• _WHAT IS BEING ASKED_: Reproduce the data below line for line, with no changes.

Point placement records
┏━━

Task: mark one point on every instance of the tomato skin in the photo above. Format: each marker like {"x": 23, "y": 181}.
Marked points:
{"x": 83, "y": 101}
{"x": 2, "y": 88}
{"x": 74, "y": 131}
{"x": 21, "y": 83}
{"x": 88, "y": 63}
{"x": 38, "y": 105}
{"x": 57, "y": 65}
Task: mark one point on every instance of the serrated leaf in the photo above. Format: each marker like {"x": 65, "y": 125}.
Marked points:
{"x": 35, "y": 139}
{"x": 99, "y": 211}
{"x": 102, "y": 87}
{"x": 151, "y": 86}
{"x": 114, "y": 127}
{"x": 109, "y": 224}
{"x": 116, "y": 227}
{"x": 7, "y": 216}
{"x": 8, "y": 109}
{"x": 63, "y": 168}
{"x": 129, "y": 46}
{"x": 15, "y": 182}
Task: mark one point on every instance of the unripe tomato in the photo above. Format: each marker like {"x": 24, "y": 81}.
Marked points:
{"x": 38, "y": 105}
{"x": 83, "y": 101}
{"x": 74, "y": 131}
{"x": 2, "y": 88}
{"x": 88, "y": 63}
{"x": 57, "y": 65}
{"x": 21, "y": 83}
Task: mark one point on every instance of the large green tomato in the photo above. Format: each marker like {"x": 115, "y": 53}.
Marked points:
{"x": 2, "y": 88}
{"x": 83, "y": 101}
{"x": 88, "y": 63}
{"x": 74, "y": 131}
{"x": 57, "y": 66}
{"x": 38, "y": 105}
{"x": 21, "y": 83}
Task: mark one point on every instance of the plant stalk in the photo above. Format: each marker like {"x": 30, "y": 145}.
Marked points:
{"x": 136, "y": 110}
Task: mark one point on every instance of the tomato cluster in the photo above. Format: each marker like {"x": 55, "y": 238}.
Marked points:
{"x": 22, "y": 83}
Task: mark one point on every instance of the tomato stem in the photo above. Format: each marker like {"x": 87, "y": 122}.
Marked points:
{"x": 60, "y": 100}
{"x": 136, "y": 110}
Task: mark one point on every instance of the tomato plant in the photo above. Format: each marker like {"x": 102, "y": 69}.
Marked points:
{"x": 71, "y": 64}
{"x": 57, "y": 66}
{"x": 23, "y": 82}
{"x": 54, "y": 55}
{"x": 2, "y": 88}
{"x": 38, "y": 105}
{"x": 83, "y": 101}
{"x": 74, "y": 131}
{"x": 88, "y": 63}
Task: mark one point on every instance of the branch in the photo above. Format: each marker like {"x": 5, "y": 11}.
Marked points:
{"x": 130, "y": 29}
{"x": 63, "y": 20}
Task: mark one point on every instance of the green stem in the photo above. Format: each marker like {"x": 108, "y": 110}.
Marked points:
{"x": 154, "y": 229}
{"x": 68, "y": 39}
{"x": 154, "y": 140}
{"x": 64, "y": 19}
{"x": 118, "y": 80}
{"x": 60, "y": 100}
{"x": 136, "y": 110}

┗━━

• _FINAL RESULT_:
Task: mark one point on every instance of the tomato skin in the photo above. Format: each marker like {"x": 23, "y": 181}.
Marked points:
{"x": 83, "y": 101}
{"x": 2, "y": 88}
{"x": 74, "y": 131}
{"x": 21, "y": 83}
{"x": 88, "y": 63}
{"x": 38, "y": 105}
{"x": 57, "y": 65}
Task: mark one point on every instance of the serrated leaf in the photo above. Format: each marker like {"x": 65, "y": 125}.
Marked points:
{"x": 35, "y": 139}
{"x": 99, "y": 211}
{"x": 102, "y": 87}
{"x": 151, "y": 86}
{"x": 114, "y": 127}
{"x": 109, "y": 224}
{"x": 116, "y": 227}
{"x": 7, "y": 216}
{"x": 8, "y": 109}
{"x": 63, "y": 168}
{"x": 129, "y": 46}
{"x": 15, "y": 182}
Task: mark one point on every instance of the unripe tomato in the photo above. Format: each marker like {"x": 24, "y": 81}.
Marked points:
{"x": 38, "y": 105}
{"x": 83, "y": 101}
{"x": 74, "y": 131}
{"x": 2, "y": 88}
{"x": 88, "y": 63}
{"x": 57, "y": 65}
{"x": 21, "y": 83}
Task: mark one point on every instance of the large green tomato in the photo above. Format: each marker like {"x": 115, "y": 53}.
Marked points:
{"x": 2, "y": 88}
{"x": 83, "y": 101}
{"x": 88, "y": 63}
{"x": 74, "y": 131}
{"x": 57, "y": 66}
{"x": 38, "y": 105}
{"x": 21, "y": 83}
Task: mark one point on every instance of the plant stalk in the photo above. Format: each marker like {"x": 30, "y": 145}.
Marked points:
{"x": 136, "y": 110}
Task: mark one point on every instance of the tomato cluster in the photo above. Format: each marker like {"x": 55, "y": 238}.
Marked points:
{"x": 22, "y": 83}
Task: mark one point on every instance of the tomato stem in the photo above. Format: each marker like {"x": 87, "y": 122}.
Marked points:
{"x": 60, "y": 100}
{"x": 136, "y": 110}
Task: mark one point on every instance of the tomato plant in the photo above. Format: each marker like {"x": 102, "y": 69}.
Marked points:
{"x": 71, "y": 64}
{"x": 57, "y": 66}
{"x": 23, "y": 82}
{"x": 54, "y": 55}
{"x": 2, "y": 88}
{"x": 38, "y": 105}
{"x": 83, "y": 101}
{"x": 74, "y": 131}
{"x": 88, "y": 63}
Task: mark one point on every instance of the branch in the photo above. Format: each marker like {"x": 5, "y": 11}.
Marked points:
{"x": 130, "y": 29}
{"x": 63, "y": 20}
Task: mark one point on every instance of the green stem in the photo above. Format: each marker like {"x": 108, "y": 110}.
Marked points:
{"x": 154, "y": 229}
{"x": 68, "y": 39}
{"x": 154, "y": 140}
{"x": 64, "y": 19}
{"x": 118, "y": 80}
{"x": 60, "y": 100}
{"x": 136, "y": 110}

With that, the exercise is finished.